Pointing records:
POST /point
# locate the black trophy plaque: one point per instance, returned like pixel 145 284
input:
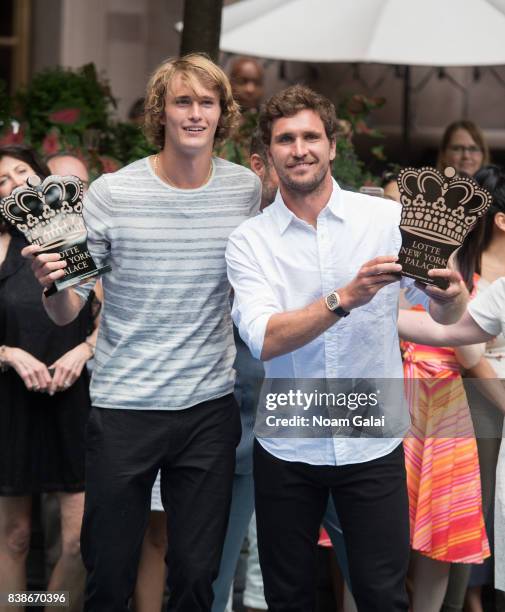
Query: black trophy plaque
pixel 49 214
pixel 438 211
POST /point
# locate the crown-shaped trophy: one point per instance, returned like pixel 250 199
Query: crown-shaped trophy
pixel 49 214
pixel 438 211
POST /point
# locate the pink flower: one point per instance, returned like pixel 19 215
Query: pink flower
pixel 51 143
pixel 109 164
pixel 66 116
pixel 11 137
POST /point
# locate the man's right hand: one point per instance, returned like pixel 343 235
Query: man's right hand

--

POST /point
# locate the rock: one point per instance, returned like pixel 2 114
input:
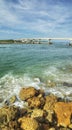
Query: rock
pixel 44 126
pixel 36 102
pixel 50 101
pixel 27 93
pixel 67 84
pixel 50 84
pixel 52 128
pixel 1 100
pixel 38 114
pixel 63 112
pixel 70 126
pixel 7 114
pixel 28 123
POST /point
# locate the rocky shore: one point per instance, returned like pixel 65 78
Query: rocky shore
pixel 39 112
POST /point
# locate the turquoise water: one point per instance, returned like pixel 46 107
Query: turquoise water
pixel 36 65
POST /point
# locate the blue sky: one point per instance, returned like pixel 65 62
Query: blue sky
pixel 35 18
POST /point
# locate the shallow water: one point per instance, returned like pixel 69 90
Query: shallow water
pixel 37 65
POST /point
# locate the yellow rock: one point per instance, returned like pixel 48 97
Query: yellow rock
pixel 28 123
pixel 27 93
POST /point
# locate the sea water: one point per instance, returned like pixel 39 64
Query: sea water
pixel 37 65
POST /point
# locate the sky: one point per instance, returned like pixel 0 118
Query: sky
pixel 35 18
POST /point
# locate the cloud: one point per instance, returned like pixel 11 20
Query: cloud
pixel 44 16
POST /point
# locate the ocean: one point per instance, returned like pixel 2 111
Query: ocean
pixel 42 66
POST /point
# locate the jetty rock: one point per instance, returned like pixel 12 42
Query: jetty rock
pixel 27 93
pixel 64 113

Your task ▸
Can you find every line in the records that contains the string "blue" and copy each one out? Treat uppercase and lowercase letters as different.

Exercise response ▸
# locate the blue sky: one point per instance, returned like pixel 65 62
Query: blue sky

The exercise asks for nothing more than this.